**Prompt 1:**
Answer these questions using the text on hygiene in public places:
(a) Which kinds of public places does the I&I sector supply with products, tools and equipment?
(b) Which areas must routinely manage a high risk of infection transmission?
(c) What two reasons make the risk of transmission greater in bathrooms and toilets?
**Prompt 2:** Carry the text on hygiene in public places further, starting after its final sentence.

General hygiene procedures are applied wherever people go to minimise the likelihood of spread of disease. The I&I sector provides products, tools and equipment to meet these general needs in all kinds of public places from schools and offices to hotels, retirement homes, leisure facilities and public transport.
In contrast, in areas such as the food, and catering industries and the medical arena – which must routinely manage a high risk of transmission of infections – there are many specific hygiene procedures closely tailored to control these risks.
Bathrooms and toilets
Away from food preparation areas, bathrooms and toilets are among the most important areas in public places to be kept clean and hygienic. The risks of transmission of infection here are greater because of the presence of gastrointestinal organisms that transmit disease by the faecal–oral route, and because such areas are often moist which extends survival times and increases transmission.

**Stored data:**
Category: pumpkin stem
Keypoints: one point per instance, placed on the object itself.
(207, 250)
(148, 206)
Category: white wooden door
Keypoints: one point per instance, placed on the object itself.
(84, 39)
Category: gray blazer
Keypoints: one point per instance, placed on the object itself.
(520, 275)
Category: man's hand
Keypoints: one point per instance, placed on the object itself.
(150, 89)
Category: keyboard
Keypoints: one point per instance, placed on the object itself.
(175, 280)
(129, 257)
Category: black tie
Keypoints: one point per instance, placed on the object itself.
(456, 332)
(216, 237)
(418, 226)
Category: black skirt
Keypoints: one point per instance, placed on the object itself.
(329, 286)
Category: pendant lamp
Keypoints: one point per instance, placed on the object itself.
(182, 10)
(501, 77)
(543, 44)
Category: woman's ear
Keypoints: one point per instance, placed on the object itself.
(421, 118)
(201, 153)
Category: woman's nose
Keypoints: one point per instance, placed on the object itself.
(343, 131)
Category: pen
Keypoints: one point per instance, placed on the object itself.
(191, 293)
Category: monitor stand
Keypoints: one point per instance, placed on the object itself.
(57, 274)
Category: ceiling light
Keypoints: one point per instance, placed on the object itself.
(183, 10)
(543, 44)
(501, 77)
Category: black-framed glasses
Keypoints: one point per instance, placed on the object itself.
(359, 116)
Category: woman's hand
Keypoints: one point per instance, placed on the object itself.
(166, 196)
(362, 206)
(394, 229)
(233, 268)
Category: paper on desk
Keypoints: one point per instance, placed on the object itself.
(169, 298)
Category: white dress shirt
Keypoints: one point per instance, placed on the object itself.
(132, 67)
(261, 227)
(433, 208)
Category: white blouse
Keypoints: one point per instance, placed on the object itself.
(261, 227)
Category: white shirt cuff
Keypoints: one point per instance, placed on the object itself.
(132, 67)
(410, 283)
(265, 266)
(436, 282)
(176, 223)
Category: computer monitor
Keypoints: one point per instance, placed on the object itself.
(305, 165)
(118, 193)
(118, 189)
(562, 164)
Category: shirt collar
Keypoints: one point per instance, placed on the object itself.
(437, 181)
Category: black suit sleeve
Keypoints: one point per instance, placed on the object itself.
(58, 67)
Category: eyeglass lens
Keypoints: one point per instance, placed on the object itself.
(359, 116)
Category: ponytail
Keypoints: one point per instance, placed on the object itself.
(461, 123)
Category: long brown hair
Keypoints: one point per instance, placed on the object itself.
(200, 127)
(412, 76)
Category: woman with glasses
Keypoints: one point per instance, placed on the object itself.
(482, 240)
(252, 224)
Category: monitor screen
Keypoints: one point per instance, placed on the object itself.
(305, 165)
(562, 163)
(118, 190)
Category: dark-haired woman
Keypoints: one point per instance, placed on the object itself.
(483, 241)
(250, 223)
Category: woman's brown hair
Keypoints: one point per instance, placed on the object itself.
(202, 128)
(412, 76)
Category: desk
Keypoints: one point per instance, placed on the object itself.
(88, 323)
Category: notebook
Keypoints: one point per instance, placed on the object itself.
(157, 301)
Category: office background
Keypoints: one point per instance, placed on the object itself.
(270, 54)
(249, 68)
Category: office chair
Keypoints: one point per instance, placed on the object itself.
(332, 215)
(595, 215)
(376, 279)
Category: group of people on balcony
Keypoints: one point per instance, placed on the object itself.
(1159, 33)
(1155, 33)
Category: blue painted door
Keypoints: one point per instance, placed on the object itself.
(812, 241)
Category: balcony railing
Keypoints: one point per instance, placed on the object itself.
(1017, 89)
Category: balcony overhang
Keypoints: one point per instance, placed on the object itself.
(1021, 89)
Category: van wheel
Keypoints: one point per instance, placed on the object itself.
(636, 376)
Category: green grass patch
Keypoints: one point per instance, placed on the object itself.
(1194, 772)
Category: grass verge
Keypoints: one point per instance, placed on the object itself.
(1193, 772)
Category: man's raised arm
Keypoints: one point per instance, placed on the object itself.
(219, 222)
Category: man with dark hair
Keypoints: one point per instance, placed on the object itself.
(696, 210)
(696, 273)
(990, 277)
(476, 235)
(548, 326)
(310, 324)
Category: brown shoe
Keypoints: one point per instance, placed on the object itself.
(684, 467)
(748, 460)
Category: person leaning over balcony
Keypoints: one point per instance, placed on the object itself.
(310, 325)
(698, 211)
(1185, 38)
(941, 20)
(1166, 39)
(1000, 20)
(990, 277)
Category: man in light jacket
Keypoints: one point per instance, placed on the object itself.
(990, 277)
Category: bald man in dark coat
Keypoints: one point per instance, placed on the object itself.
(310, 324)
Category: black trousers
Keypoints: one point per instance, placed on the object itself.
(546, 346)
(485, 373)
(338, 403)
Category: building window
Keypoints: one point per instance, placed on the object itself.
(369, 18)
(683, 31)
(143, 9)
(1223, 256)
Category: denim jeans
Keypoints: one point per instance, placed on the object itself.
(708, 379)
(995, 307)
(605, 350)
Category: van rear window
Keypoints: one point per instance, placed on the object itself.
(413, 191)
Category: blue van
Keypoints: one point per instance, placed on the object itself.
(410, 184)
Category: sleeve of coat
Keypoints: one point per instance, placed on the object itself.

**Task result 1:**
(a) Schools, offices, hotels, retirement homes, leisure facilities and public transport.
(b) The food and catering industries and the medical arena.
(c) Gastrointestinal organisms that spread disease by the fecal–oral route are present there, and these areas are often moist, which extends survival times and increases transmission.

**Task result 2:**
Handwashing and key touch points
As in many institutional situations, handwashing is the most important hygiene measure because hands are the vehicle on which organisms are most easily transported from a source of contamination into the body to cause infection. Surfaces and items that are frequently touched by different people’s hands, such as taps, handles and toilet seats, are thus also important points at which transmission can be interrupted.
Other surfaces such as floors and walls which are infrequently touched are less important and, although they need to be kept clean, they need disinfection only in response to specific risks such as spills of hazardous material or the likely presence of infectious fungal organisms.